------ EXCERPT PROVIDED ------

Filtering by Tag: The Center for Contemporary Art Tel Aviv

"The Promise: Artists to Benefit CCA Tel Aviv" (open by appointment)

Added on by Alex Mirutziu.

Image: The Buddhist temple where Pratchaya Phinthong “sourced” the piece of wall for his piece, It is better to have done good and died than to have lived and done nothing (2018); the sentence is a Buddhist proverb, which is written on the wall itself; as part of its production, CCA Tel Aviv paid a donation to the temple.

CCA – Center for Contemporary Art Tel Aviv is pleased to announce “The Promise: Artists to Benefit CCA Tel Aviv”, an exhibition featuring works of art by Diti Almog, Yael Bartana, Keren Cytter, Yael Efrati, Asaf Elkalai, Noa Glazer, The Haas Brothers, Reuven Israel, Liora Kaplan, Esther Kläs, Alex Mirutziu, Jordan Nassar, Karam Natour, Ruth Patir, Pratchaya Phinthong, Yana Rotner, Barak Rubin, Haim Steinbach, Nahum Tevet, Naama Tsabar, Sharif Waked, Alexandra Zuckerman, Noa Zuk & Ohad Fishof.

------ DATA ------

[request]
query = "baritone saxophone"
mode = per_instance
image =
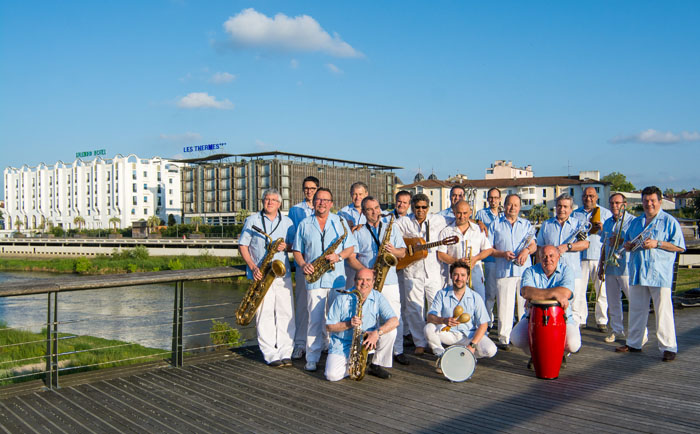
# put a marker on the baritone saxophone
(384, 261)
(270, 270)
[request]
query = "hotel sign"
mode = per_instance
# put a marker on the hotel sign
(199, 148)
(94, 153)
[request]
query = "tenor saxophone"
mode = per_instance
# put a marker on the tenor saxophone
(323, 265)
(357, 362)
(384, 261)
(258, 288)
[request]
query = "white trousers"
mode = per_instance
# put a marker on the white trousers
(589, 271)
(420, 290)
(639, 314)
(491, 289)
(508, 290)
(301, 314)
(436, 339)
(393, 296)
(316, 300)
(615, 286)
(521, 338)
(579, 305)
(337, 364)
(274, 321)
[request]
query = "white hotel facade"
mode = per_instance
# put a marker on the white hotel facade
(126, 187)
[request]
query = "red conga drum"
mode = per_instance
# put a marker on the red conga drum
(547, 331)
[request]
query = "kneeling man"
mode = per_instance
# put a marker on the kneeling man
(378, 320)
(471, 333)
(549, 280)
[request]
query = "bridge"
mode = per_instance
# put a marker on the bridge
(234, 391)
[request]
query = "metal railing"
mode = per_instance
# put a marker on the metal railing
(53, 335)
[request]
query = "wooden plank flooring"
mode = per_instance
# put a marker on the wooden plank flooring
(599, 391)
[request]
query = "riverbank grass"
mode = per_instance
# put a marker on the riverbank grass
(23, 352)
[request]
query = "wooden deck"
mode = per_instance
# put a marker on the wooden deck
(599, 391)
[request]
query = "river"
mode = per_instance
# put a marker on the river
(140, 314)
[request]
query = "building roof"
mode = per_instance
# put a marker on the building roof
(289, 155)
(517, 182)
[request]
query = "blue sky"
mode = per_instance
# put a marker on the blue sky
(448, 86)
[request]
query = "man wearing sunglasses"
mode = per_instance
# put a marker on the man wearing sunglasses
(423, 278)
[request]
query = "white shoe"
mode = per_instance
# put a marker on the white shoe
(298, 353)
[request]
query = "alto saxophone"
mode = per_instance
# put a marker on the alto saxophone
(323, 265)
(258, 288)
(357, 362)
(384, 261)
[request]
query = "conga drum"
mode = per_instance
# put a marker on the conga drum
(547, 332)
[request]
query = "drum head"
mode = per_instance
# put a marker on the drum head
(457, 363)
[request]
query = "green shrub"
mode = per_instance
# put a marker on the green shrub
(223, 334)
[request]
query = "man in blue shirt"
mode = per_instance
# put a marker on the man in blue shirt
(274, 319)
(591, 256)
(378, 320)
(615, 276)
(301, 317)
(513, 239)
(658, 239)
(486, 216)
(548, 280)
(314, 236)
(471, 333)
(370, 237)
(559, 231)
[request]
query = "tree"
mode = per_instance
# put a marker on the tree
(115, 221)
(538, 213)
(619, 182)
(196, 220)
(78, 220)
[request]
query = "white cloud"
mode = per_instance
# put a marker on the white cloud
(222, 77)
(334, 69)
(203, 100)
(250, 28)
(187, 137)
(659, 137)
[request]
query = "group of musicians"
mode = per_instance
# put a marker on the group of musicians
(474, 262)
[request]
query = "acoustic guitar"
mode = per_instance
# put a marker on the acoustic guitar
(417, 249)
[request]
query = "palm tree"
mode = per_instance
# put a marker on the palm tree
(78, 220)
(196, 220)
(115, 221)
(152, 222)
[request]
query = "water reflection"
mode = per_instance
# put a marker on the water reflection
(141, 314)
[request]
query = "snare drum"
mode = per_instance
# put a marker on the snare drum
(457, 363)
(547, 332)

------

■ GOALS ■
**1)** Copy the part of the exhibition announcement from "Image: The Buddhist" up to and including "to the temple.".
**2)** Carry on the exhibition announcement from where it stops.

■ EXPECTED ANSWERS ■
**1)**
Image: The Buddhist temple where Pratchaya Phinthong “sourced” the piece of wall for his piece, It is better to have done good and died than to have lived and done nothing (2018); the sentence is a Buddhist proverb, which is written on the wall itself; as part of its production, CCA Tel Aviv paid a donation to the temple.

**2)**
Displayed throughout the entire building, “The Promise” sheds light on the history and program of this Institution, presenting works by artists who exhibited at CCA Tel Aviv in the past – often showing exactly the same works – as well as works by artists who will exhibit in the future and artists whose work is in tune with the atmosphere of the exhibition. Placed under the same roof, these works of art have been gathered to benefit the program of the Center as well as the artists who helped make this exhibition happen in such challenging and unprecedented times.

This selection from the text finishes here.